Pouvez-vous extraire du texte sur les choix de la matinale le passage qui va de « L’histoire est celle » jusqu'à « haut de gamme. » inclus, sans y changer un mot ?
──────── Texte ────────
LES CHOIX DE LA MATINALE

Au menu de la sélection concoctée cette semaine par les journalistes du Monde : deux documentaires qui revisitent l’histoire allemande, un entretien avec l’écrivaine Chantal Thomas et une immersion en plein désert polaire.

« La Fabrique du film allemand », un siècle de rêves allemands

L’histoire est celle d’une simple société de production cinématographique allemande devenue mondialement célèbre. Fondée en 1917, l’Universum Film AG (UFA) a traversé les guerres, les faillites et les régimes politiques. Ses mythiques studios de Babelsberg, non loin de Berlin, ont enfanté des films muets, des comédies à l’eau de rose, des épopées historiques, des films de propagande et des dessins animés. Aujourd’hui, l’UFA ne produit plus de longs-métrages mais arrose les chaînes de télévision allemandes avec de multiples émissions à succès. Sa marque de fabrique : les séries historiques haut de gamme.

En retraçant l’histoire mouvementée de l’UFA, ce passionnant documentaire riche en archives, extraits de films, témoignages d’anciens acteurs, de producteurs et d’historiens du cinéma, retrace aussi en creux l’histoire de l’Allemagne. Alain Constant

La Fabrique du film allemand, de Sigrid Faltin (Allemagne, 2017, 60 min). Sur Arte + 7 jusqu’au lundi 4.

« Sigmaringen », le château de la honte

Sigmaringen, le dernier refuge - bande-annonce - ARTE
Durée : 00:31

A l’issue de six jours de combat, le 25 août 1944, la 2e DB du général Leclerc entrait dans Paris. Si les images de liesse montrant la foule agiter bouquets et drapeaux tricolores au passage des troupes ont maintes fois été montrées, moins connues sont celles du 20 août 1944 : jour où les Allemands « poussèrent » Pétain à quitter l’Hôtel du Parc, à Vichy pour s’exiler à Sigmaringen, dans le sud de l’Allemagne.

C’est là, dans « le château de la honte » que Serge Moati nous entraîne pour retracer de l’intérieur les ultimes soubresauts de la collaboration. Une comédie du pouvoir aussi tragique qu’hallucinante, notamment dans le jusqu’au-boutisme de ses acteurs, traitée sous la forme d’un docufiction remarquable en tout point. Qu’il s’agisse du choix des comédiens (Julie Debazac, Christophe Odent, Pierre Hancisse, Thomas Chabrol…), tous excellents, ou de la qualité des intervenants (Jean-Paul Cointet, Bénédicte Vergez-Chaignon…). On soulignera surtout la parfaite fluidité d’une écriture et d’un montage qui intègrent, de manière singulière, à la reconstitution de ce théâtre d’ombres, les analyses des historiens, les témoignages des habitants, et les archives en noir et blanc, sans rien perdre du caractère étouffant, accablant de ce terrible huis clos. Christine Rousseau

Sigmaringen, le dernier refuge, de Serge Moati (Fr., 2015, 80 min). Sur Arte + 7 jusqu’au lundi 4.
──────── Données fournies ────────
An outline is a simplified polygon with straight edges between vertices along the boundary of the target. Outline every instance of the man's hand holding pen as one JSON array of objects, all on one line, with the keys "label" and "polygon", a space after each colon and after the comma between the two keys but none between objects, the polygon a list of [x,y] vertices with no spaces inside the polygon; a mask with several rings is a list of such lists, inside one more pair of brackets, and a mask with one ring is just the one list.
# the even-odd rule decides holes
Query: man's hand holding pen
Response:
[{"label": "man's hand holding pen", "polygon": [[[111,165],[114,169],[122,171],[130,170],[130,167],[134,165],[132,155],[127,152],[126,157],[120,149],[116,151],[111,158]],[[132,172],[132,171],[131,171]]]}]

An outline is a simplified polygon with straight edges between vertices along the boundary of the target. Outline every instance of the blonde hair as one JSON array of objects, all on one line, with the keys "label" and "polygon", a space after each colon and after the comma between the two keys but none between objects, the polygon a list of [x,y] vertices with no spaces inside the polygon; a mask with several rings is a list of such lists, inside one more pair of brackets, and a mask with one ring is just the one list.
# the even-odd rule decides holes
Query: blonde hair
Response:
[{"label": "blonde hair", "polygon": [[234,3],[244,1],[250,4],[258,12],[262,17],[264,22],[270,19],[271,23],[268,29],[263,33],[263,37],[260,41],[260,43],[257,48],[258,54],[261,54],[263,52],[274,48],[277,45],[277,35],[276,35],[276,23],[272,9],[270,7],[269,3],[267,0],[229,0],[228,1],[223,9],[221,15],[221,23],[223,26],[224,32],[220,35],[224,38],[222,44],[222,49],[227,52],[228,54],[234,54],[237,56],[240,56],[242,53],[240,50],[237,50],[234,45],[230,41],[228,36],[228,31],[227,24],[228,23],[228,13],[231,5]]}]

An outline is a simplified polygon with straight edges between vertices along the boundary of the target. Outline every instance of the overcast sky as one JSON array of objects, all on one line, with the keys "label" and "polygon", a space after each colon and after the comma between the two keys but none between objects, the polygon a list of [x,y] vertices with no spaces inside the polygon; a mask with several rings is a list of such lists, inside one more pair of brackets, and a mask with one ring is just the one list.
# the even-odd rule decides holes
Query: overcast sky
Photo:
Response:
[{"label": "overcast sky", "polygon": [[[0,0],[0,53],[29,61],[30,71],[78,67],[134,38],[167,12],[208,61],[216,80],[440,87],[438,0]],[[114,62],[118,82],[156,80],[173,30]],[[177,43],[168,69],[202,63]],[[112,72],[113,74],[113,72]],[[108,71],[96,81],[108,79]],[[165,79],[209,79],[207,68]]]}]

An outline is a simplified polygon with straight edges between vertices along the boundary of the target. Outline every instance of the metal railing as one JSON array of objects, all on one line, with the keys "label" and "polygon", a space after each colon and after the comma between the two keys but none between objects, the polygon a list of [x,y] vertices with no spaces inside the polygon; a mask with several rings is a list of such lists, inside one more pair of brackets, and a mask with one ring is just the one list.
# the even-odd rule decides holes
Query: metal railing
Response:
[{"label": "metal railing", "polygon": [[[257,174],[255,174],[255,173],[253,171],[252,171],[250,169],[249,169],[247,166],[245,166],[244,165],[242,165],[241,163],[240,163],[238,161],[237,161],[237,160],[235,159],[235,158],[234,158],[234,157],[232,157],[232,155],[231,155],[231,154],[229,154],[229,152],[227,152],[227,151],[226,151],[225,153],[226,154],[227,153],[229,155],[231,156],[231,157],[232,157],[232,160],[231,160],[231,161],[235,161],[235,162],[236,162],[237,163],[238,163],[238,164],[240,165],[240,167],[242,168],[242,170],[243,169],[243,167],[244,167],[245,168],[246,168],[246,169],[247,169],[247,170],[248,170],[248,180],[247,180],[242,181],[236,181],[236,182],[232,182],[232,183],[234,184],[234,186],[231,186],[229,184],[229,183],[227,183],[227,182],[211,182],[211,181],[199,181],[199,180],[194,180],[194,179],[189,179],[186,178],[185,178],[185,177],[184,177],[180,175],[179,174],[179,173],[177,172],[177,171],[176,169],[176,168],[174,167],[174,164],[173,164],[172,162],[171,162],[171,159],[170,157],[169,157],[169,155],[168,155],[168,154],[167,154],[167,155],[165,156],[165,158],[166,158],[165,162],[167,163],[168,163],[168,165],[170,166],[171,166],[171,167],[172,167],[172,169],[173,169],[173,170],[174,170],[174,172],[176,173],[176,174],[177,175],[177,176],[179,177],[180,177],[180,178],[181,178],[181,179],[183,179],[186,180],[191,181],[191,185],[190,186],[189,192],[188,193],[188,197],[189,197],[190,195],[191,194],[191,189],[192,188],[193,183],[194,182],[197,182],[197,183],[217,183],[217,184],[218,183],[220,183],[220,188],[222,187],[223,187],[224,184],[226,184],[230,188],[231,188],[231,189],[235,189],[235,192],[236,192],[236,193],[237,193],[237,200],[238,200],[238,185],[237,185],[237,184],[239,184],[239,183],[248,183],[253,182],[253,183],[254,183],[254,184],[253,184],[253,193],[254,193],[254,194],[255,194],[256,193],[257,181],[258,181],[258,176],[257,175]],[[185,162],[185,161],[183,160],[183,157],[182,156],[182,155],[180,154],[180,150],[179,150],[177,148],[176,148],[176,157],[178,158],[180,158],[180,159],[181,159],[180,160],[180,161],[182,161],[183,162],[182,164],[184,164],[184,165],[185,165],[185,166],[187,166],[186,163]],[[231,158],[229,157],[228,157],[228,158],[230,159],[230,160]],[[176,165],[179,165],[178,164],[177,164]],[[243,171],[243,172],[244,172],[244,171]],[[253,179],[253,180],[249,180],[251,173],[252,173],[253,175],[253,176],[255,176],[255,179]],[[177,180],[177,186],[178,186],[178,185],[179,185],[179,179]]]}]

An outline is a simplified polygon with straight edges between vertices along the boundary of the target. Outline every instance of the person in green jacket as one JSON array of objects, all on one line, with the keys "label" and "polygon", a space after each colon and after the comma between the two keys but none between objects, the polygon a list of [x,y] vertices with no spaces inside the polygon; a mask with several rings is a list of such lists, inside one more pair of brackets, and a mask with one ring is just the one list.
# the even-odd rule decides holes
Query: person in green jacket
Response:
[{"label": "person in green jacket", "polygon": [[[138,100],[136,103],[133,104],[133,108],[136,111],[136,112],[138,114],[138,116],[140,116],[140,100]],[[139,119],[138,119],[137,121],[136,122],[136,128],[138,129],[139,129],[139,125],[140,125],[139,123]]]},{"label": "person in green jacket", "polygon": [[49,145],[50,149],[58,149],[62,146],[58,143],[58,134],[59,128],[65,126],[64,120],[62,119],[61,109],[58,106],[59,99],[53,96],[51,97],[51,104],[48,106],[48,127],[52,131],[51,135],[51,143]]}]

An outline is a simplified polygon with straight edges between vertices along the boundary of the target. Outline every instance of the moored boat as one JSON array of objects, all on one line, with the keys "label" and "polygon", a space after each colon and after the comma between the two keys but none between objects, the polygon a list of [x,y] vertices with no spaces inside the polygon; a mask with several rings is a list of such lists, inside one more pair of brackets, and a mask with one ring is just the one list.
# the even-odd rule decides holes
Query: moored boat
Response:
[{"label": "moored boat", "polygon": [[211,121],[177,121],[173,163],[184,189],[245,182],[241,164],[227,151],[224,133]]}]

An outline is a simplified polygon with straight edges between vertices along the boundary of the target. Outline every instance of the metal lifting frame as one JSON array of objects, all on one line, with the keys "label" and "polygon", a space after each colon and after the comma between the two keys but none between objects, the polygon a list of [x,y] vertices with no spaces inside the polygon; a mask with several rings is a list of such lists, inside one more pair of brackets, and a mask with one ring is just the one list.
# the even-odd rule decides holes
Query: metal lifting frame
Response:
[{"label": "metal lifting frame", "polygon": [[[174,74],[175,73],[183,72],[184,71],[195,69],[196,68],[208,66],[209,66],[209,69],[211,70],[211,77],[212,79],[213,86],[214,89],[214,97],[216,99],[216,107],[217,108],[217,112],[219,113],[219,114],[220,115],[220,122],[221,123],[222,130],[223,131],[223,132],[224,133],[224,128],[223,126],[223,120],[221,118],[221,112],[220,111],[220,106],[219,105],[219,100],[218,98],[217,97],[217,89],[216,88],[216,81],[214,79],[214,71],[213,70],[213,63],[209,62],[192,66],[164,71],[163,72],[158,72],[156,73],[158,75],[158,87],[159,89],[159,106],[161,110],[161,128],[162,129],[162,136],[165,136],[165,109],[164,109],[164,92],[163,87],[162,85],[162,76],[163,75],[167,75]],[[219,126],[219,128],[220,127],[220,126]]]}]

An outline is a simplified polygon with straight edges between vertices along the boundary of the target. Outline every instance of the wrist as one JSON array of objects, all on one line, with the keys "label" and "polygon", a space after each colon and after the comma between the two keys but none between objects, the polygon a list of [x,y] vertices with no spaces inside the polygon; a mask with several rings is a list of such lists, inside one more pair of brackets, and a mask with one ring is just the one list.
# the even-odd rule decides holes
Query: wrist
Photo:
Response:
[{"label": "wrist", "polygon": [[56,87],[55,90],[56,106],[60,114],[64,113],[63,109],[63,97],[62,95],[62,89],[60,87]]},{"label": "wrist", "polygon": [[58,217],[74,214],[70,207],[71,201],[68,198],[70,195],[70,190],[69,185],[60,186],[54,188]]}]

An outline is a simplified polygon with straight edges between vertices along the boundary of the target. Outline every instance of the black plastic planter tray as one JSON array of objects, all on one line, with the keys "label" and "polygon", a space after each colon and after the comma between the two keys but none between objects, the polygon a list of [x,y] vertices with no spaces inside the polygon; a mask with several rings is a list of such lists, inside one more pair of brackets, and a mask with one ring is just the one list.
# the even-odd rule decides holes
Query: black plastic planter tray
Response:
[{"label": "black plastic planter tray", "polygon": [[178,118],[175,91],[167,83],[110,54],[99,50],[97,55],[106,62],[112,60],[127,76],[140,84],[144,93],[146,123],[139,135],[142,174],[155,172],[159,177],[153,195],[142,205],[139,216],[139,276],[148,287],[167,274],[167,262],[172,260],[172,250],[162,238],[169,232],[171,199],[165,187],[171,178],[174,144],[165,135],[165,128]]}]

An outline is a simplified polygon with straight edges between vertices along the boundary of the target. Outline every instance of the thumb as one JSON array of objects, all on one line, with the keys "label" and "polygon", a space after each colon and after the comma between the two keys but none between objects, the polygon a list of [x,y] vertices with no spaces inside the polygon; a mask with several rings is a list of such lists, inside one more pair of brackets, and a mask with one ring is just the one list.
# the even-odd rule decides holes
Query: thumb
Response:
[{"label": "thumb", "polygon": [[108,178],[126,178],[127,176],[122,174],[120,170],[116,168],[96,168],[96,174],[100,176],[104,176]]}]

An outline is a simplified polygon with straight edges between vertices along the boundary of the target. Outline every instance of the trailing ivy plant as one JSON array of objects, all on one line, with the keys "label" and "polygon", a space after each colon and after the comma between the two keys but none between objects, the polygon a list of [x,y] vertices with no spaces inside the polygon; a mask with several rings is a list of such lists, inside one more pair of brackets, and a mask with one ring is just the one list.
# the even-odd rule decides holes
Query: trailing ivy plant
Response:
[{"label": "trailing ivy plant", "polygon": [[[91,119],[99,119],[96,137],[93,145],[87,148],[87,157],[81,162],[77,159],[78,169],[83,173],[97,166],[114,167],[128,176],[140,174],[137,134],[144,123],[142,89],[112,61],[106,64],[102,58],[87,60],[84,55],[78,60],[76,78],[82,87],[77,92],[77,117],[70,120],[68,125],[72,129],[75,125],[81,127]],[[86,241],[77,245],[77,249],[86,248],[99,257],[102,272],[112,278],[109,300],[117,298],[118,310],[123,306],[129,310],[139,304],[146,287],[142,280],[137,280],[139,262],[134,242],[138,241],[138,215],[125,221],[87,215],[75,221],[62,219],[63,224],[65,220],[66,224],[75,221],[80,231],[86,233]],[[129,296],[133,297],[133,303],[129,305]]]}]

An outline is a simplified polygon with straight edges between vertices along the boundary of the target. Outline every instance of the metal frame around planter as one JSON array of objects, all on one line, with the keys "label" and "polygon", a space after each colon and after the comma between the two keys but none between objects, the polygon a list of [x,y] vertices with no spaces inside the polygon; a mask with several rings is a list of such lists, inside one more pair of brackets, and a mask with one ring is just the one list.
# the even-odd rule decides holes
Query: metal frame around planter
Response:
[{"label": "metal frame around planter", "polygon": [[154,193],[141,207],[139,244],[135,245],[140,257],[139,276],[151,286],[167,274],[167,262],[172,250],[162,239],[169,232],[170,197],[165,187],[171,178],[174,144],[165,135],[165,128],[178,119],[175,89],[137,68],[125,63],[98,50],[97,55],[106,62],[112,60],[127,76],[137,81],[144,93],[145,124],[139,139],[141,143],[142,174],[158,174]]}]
────────
→ **Résultat final**:
L’histoire est celle d’une simple société de production cinématographique allemande devenue mondialement célèbre. Fondée en 1917, l’Universum Film AG (UFA) a traversé les guerres, les faillites et les régimes politiques. Ses mythiques studios de Babelsberg, non loin de Berlin, ont enfanté des films muets, des comédies à l’eau de rose, des épopées historiques, des films de propagande et des dessins animés. Aujourd’hui, l’UFA ne produit plus de longs-métrages mais arrose les chaînes de télévision allemandes avec de multiples émissions à succès. Sa marque de fabrique : les séries historiques haut de gamme.